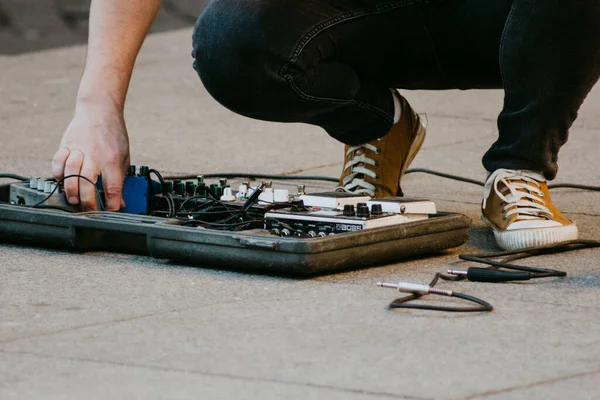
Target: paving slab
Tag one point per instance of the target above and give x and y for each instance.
(32, 375)
(362, 345)
(108, 325)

→ TASK STATEMENT: Could you rewrite every entry with "paving slab" swapped for "stepping stone", changing nothing else and omitting the pictures?

→ IN RESPONSE:
Target: stepping stone
Tag one point per instance of the target above and give x and y for each instance.
(32, 375)
(362, 345)
(108, 325)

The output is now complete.